# [Фрагмент текста]
Вечер шел в старом театре «Лирико» в центре британской столицы. На сцене сидел президиум, и в центре, рядом с председателем, наш человек из посольства. Все шло по плану. Говорили о сталинизме и его жертвах на разных языках. Говорили о прошлом. Говорили о будущем памятнике жертвам посреди Москвы. Я говорил слова благодарности и читал стихи. А потом Ванесса поднесла сверток нашему человеку из президиума, на чем закончилось все мероприятие.
Опять сидели у Ванессы дома. Настроение почему-то вконец испортилось. Хотелось напиться. Но и это не получалось. Не пьянел. Джерри Хили отозвал меня в отдельную комнату и с расстановкой, очень медленно изложил просьбу-поручение. Я должен доставить в Москву и передать для распространения
Никак не складывалась моя миссия порученца в тот день. Ни в ту, ни в другую сторону. Я отказался. Я извинился, я запутался в словах в поисках объяснений, я устал от английского языка, остатки которого покинули меня, я про себя обозвал себя трусом, при этом я прекрасно понимал, что мои отношения с человеком из посольства могут иметь продолжение, и в этом случае ящик на границе привлечет ненужное внимание, я не хотел становиться пропагандистом идей Троцкого, но я испытывал восторженную благодарность к этим людям… в голове стоял туман, губы больше не разлеплялись. Я отказался.
Гости разошлись только к полуночи. Итальянский журналист и я остались ночевать, чтобы утром прямо отсюда ехать в аэропорт. В час ночи Ванесса еще убиралась. А потом (совсем по-московски) позвала нас в кухню выпить еще по рюмке и закусить яичницей с колбасой. Только вот дальше случилась совсем не московская сцена.
Поговорили о прошедшем вечере. Поздравили друг друга с окончанием. И Ванесса предложила… спеть «Интернационал» на трех языках. Мы запели. Вернее, запели они, а я с трудом разжимал губы, вполголоса произносил слова, стараясь уверить себя в реальности происходящего.
В 6:30 утра мы уже катили вместе на машине к аэропорту Хитроу.
Ванесса была за рулем. Мы сошли, а она поехала дальше – в Манчестер, где у нее в этот вечер была премьера пьесы Ибсена, и она играла в ней главную роль. Потом мне рассказывали, что премьера прошла блестяще. Спектакль этот с ее участием шел в Англии и в других странах с огромным успехом.

# [Записи набора данных]
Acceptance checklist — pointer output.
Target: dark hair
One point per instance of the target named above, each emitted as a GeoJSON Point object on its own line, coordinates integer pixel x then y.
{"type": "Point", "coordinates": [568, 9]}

--

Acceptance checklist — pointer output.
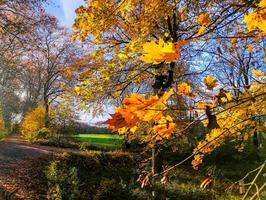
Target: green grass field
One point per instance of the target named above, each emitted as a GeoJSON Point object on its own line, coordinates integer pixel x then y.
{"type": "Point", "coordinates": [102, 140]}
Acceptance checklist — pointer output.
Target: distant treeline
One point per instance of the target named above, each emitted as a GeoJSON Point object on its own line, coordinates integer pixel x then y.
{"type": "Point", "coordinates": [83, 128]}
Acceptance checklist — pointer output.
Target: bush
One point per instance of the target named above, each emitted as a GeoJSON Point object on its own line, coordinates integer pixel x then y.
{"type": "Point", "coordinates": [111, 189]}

# [Задача A]
Выпишите в именительном падеже все имена и фамилии людей, которые встречаются во фрагменте текста.
# [Задача B]
Скопируйте из фрагмента текста часть, начиная со слов «В 6:30 утра» и заканчивая словами «с огромным успехом.» включительно.
Записи никак не связаны с фрагментом текста.

# [Ответ A]
Ванесса, Джерри Хили, Троцкий, Ибсен

# [Ответ B]
В 6:30 утра мы уже катили вместе на машине к аэропорту Хитроу.
Ванесса была за рулем. Мы сошли, а она поехала дальше – в Манчестер, где у нее в этот вечер была премьера пьесы Ибсена, и она играла в ней главную роль. Потом мне рассказывали, что премьера прошла блестяще. Спектакль этот с ее участием шел в Англии и в других странах с огромным успехом.